### [What you need to do]
According to the article on the suspended National Academies studies, how many staff positions does Secretary Ryan Zinke aim to eliminate?

### [Given passage]
- - -
A bureau spokesman, Gregory Julian, said the study was suspended because it might not be needed. “Simply put, we paused the study because it appeared to be duplicative of ongoing work,” he said Thursday afternoon.
Julian said the bureau needs time to ensure there would be no overlap. But the National Academies researchers met for the first time only recently, and Julian offered no explanation for why the bureau couldn’t work with them as they moved forward.
It was the second time in four months that the administration has blocked a National Academies study. In August, a study of health effects related to mountaintop removal to extract coal in West Virginia was abruptly curtailed “largely as a result of the Department’s changing budget situation,” Interior said.
President Trump has proposed $1.6 billion in funding cuts for the department next year, and Secretary Ryan Zinke aims to eliminate 4,000 staff positions. Interior funds hundreds of studies undertaken by universities and scientific commissions, and it was unclear Thursday whether other studies have been suspended or eliminated. The department did not immediately respond to a request for comment.
Scientists on the commission that had been conducting the coal mining study expressed hope that a review of their work would soon end and the study be allowed to continue. As with the suspension and review of the offshore drilling study, they were not told when the review started and was to be completed. The coal mining study is still on hold, the National Academies said.
The National Academies are nonprofit institutions that provide independent, objective analysis and advice to solve complex problems and inform policy decisions related to science, technology and medicine. The study to update the offshore oil and gas operations inspection program was commissioned last year and partially funded in May.
Conservationist groups voiced their opposition on Twitter.
The Trump administration made history in October by proposing to make nearly 77 million acres in the Gulf of Mexico available for companies wanting to buy federal oil and gas leases, the largest offering in the United States.
According to Interior, the first lease sales off Texas, Louisiana, Mississippi, Alabama and Florida are scheduled for March. They would include “all available unleased areas on the Gulf’s Outer Continental Shelf,” a statement said.
The Gulf of Mexico was the site of arguably the worst environmental disaster in U.S. history, the 2010 Deepwater Horizon explosion and subsequent spill of 215 million gallons of crude that fouled beaches from Louisiana to Florida.
- - -
### [Extracted information]
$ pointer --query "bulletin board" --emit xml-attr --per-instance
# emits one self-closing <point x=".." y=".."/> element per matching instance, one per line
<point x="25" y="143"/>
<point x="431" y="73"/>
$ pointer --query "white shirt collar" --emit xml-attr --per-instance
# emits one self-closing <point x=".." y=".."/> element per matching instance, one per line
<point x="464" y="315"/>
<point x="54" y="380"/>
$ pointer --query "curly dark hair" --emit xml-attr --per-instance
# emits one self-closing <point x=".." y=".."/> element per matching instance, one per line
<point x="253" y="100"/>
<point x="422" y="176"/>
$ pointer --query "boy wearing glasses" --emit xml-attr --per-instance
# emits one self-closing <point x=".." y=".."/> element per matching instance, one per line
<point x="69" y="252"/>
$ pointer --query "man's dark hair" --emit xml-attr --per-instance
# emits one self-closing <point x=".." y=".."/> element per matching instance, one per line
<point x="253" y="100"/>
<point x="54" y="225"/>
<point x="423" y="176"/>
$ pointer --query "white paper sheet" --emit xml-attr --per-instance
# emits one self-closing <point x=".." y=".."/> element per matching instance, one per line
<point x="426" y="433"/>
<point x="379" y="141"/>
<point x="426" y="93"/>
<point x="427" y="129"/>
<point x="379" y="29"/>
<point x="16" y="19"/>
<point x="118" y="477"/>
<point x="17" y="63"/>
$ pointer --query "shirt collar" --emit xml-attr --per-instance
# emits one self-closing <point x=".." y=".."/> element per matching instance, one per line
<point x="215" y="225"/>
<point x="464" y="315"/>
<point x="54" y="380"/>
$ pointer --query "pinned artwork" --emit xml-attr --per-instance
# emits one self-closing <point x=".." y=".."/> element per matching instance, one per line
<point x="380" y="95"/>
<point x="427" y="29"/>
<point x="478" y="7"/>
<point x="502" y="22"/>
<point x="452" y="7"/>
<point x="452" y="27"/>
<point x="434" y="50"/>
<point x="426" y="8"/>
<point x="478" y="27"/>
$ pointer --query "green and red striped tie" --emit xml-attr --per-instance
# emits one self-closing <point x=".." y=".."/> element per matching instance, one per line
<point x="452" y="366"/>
- - -
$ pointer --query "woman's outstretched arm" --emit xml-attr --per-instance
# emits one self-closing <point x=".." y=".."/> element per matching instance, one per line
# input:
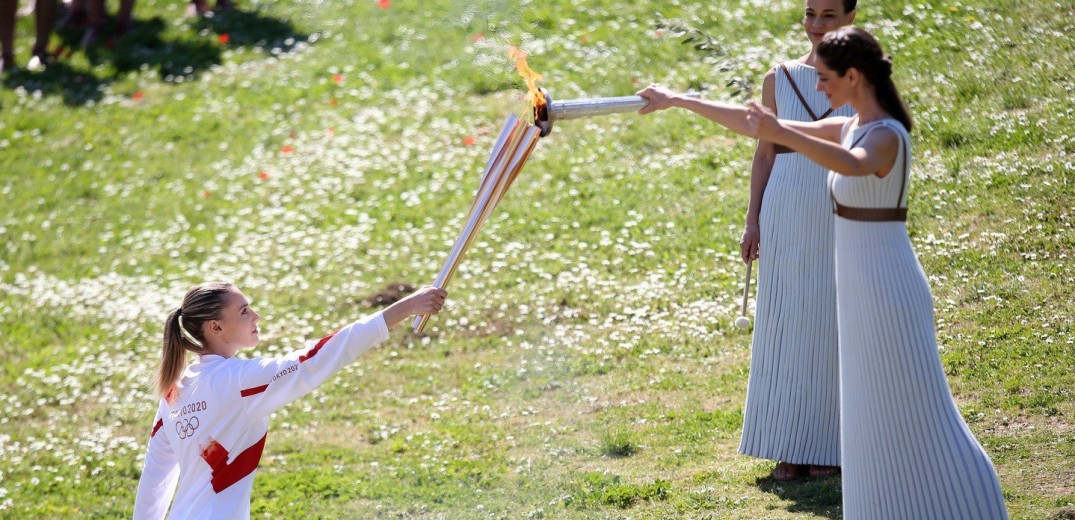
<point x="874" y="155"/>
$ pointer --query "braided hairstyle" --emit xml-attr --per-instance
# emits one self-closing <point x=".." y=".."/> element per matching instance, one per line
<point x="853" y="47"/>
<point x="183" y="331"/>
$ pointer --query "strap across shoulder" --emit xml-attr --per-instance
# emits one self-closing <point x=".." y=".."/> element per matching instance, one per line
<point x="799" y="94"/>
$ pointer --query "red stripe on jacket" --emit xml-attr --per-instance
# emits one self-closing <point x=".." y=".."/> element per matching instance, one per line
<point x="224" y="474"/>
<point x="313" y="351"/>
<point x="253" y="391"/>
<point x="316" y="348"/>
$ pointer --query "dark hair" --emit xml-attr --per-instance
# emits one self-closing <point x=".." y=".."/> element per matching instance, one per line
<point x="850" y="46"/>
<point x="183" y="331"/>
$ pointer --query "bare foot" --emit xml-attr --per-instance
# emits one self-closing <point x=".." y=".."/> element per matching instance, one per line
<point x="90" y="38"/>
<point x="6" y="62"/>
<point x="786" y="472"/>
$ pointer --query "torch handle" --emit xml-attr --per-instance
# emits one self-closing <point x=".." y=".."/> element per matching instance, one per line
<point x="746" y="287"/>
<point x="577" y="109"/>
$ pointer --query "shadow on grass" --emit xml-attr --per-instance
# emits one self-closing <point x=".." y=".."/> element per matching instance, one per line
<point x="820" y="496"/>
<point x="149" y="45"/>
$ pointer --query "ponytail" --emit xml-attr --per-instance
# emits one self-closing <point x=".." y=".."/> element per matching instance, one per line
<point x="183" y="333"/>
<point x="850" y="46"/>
- - -
### [Task solution]
4,000 staff positions.